### What is needed
Transcribe word for word the lines spanning the line with "Target: gray baseball cap" through the end of the records.
· · ·
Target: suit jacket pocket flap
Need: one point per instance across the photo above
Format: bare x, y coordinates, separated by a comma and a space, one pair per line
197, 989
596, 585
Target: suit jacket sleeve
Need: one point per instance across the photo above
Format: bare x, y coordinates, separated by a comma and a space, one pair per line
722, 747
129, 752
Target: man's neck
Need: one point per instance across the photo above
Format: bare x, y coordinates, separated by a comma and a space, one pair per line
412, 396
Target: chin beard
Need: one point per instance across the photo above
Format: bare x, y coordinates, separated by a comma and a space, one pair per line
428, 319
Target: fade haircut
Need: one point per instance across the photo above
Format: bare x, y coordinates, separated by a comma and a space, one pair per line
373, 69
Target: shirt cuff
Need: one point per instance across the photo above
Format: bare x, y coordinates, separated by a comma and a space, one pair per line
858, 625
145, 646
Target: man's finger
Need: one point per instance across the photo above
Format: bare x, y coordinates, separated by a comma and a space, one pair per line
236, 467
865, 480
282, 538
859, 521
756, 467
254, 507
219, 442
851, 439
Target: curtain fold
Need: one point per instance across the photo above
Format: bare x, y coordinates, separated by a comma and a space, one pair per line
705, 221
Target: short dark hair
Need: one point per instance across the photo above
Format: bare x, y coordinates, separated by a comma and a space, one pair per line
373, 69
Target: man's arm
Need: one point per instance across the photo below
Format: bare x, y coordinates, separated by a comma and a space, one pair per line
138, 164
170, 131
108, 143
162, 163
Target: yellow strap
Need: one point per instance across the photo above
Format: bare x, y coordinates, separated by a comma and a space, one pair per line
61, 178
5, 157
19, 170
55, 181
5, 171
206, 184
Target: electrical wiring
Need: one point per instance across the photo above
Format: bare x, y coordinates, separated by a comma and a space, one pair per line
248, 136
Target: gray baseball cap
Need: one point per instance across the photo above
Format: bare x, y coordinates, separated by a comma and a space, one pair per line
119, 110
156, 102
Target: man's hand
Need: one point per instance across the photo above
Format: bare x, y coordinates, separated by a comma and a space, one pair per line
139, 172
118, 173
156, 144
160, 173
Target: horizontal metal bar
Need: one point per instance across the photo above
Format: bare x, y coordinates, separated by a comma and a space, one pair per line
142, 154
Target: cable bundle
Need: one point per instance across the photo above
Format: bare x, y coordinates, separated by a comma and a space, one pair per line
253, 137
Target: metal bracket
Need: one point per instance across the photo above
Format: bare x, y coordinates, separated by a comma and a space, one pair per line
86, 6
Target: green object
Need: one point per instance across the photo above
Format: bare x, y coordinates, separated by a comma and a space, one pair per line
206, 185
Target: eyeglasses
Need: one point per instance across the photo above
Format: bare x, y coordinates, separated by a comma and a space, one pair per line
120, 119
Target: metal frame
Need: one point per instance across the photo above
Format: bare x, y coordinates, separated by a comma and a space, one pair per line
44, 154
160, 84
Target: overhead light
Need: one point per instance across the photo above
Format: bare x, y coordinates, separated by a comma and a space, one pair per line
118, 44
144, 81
· · ·
### The response
Target: gray baseball cap
Need: one point per instance across the photo above
Format: bare x, y coordinates, separated by a comma and a space, one pair per line
119, 110
156, 102
Target: man's hand
Need: one point per instance across the photo above
Format: bare x, y coordinates, separated by a comma and a space, one pair per line
139, 172
118, 173
156, 144
160, 173
Target: horizontal metal bar
Need: one point per instance across the photo above
Format: bare x, y coordinates, separated by a comma and a space, one pair per line
142, 154
Target: cable bundle
Need: one point per instance across the photo above
Format: bare x, y coordinates, separated by a comma and a space, one pair per line
253, 137
Target: metal bracket
Need: one point per instance across the photo above
Format: bare x, y coordinates, separated by a comma and a space, one pair per line
86, 6
Target: green object
Need: one point per instance across the photo above
Format: bare x, y coordinates, separated by a comma and a space, one pair per line
206, 185
Target: eyeglasses
Need: one point per instance across the photo above
Format: bare x, y coordinates, separated by a comma and a space, one pair per line
120, 119
Target: metal frame
Need: one point per instance across the photo above
Format: bare x, y coordinates, separated by a comma and a space, one pair per line
44, 154
160, 84
Target: overhead light
Need: one point per instance across the photo above
Format: bare x, y coordinates, separated by a comma and a space, one pair per line
118, 44
144, 81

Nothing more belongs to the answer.